> Goal:
Count the lines in the records below that contain the string "standing" and reply with that number alone.

> Coordinate annotation records:

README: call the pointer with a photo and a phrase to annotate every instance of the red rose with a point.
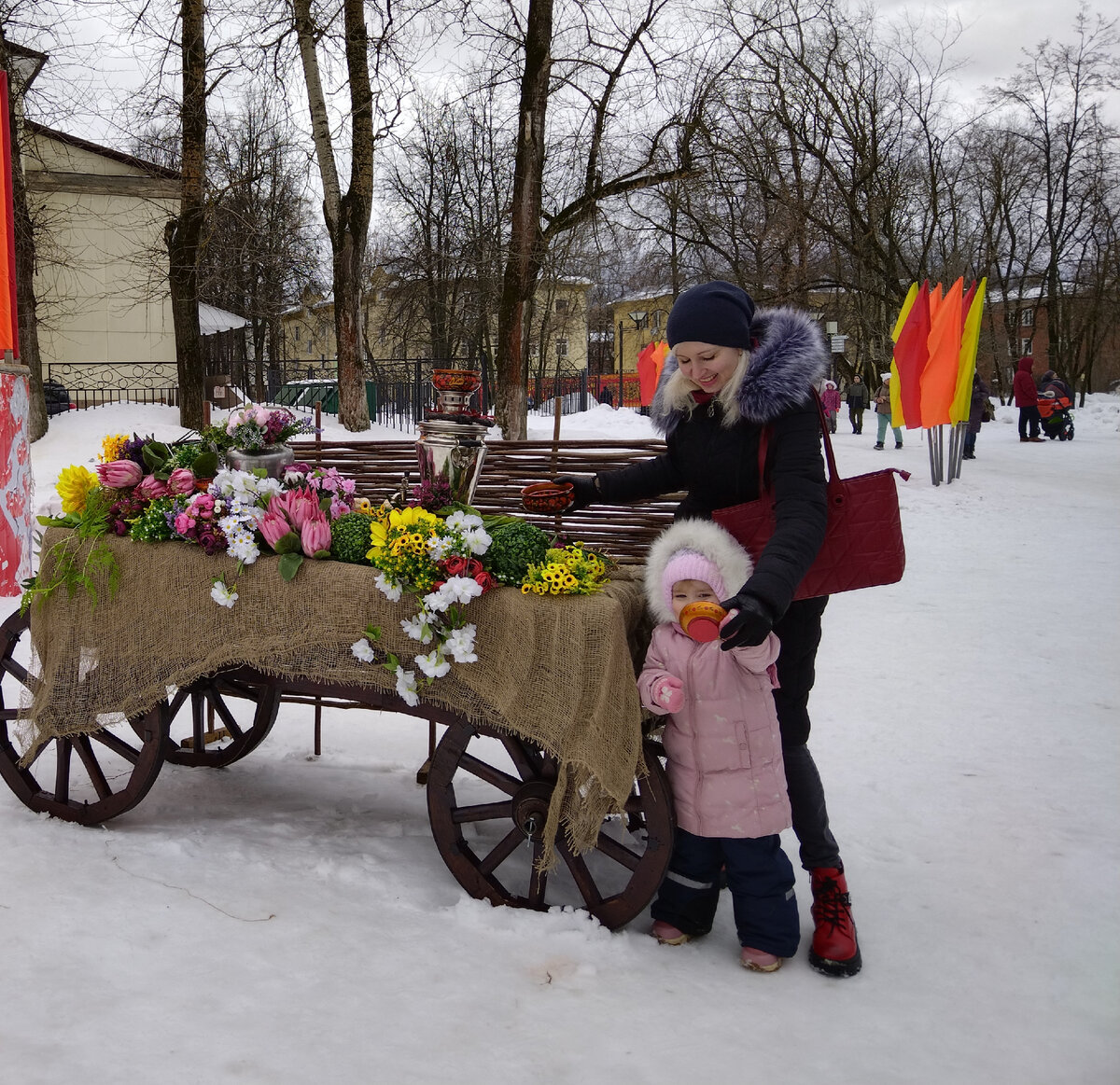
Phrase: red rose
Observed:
(455, 565)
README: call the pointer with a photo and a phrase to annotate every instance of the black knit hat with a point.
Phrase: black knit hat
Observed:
(718, 313)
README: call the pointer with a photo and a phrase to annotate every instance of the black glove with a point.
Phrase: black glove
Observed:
(749, 626)
(583, 492)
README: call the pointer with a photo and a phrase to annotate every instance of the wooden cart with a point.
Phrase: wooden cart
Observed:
(488, 788)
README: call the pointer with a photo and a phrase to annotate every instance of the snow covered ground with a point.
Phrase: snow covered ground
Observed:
(289, 921)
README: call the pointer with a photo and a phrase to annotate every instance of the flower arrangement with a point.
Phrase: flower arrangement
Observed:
(253, 426)
(568, 571)
(425, 554)
(152, 492)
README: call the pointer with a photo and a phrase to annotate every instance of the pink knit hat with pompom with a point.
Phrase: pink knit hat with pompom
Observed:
(688, 564)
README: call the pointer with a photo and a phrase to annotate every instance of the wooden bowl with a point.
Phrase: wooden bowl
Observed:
(456, 380)
(547, 497)
(700, 620)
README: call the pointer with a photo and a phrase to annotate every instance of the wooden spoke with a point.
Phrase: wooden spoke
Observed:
(211, 733)
(482, 812)
(110, 773)
(510, 843)
(493, 848)
(501, 781)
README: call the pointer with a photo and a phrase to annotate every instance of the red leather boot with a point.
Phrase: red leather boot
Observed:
(834, 950)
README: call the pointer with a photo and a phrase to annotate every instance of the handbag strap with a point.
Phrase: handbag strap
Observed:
(833, 480)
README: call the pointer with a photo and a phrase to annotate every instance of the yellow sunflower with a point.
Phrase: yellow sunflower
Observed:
(413, 515)
(74, 485)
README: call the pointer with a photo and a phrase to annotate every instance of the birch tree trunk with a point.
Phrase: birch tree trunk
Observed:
(525, 238)
(183, 234)
(346, 216)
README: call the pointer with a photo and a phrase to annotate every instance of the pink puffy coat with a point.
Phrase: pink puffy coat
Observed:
(723, 745)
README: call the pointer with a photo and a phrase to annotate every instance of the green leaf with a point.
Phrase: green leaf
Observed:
(155, 453)
(289, 564)
(205, 466)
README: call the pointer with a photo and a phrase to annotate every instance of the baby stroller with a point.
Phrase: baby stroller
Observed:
(1057, 417)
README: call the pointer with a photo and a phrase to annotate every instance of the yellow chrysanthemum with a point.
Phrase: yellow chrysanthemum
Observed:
(112, 447)
(74, 485)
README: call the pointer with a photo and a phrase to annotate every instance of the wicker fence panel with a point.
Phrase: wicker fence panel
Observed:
(622, 531)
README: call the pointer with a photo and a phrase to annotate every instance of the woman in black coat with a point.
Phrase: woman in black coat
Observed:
(731, 374)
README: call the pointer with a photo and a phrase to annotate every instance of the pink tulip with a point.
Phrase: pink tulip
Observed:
(120, 474)
(273, 526)
(182, 480)
(150, 487)
(315, 535)
(302, 505)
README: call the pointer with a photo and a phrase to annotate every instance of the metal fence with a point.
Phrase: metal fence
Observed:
(398, 391)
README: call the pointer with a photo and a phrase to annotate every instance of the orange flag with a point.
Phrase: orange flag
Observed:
(911, 357)
(939, 379)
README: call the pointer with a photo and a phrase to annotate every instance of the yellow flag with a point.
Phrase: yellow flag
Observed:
(967, 365)
(904, 312)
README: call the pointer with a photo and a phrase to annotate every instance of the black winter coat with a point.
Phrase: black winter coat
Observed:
(718, 466)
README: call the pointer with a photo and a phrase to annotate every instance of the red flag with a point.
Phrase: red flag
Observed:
(911, 357)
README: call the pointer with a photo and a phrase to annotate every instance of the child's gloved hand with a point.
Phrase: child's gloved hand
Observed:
(670, 693)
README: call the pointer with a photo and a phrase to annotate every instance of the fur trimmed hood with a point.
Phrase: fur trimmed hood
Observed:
(705, 537)
(791, 358)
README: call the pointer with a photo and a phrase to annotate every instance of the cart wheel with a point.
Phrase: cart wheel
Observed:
(85, 778)
(218, 720)
(488, 799)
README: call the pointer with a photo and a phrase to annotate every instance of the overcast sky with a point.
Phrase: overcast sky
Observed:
(991, 43)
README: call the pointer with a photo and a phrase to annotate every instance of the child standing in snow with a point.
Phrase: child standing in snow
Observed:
(723, 754)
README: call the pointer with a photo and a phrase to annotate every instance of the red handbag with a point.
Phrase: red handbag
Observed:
(862, 542)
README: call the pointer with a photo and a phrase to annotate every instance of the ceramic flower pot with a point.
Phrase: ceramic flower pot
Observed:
(700, 620)
(273, 458)
(547, 497)
(456, 380)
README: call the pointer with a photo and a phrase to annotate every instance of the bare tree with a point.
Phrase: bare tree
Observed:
(346, 214)
(183, 232)
(1053, 117)
(605, 54)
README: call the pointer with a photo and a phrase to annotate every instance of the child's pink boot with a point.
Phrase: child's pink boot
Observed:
(666, 934)
(760, 961)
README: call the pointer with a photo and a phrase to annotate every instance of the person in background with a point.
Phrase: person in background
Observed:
(975, 415)
(1026, 400)
(830, 400)
(883, 411)
(723, 754)
(733, 374)
(857, 403)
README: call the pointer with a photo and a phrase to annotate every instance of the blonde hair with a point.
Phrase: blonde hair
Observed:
(679, 389)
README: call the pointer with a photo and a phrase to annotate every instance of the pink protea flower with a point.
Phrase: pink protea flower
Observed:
(182, 480)
(120, 474)
(315, 535)
(273, 526)
(150, 487)
(302, 504)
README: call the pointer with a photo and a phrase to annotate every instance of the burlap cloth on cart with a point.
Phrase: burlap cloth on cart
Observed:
(557, 671)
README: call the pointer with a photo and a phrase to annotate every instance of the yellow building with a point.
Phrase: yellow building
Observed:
(101, 284)
(393, 333)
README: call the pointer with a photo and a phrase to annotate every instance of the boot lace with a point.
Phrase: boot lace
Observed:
(832, 906)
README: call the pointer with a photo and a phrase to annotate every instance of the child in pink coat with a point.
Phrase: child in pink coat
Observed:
(723, 755)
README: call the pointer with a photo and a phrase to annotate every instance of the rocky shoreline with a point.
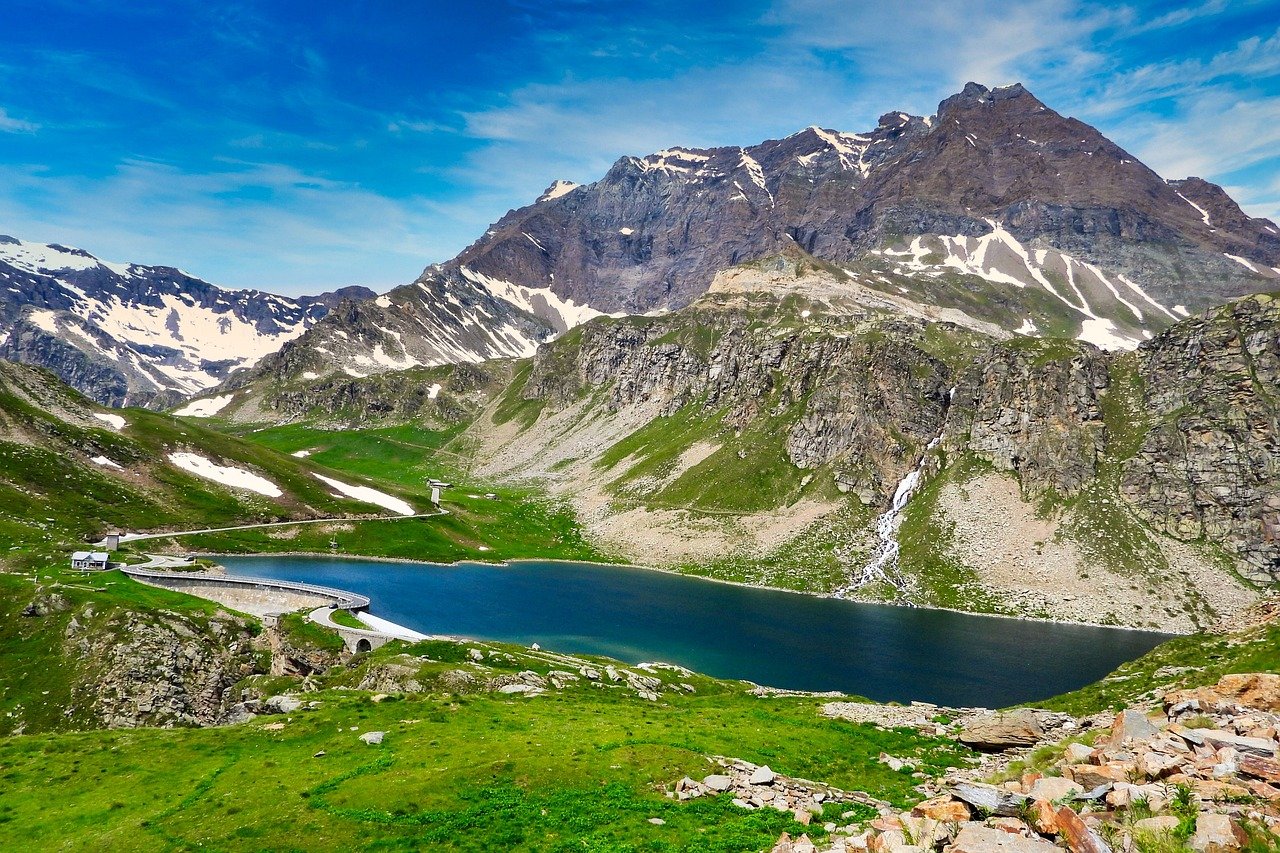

> Solution to the problem:
2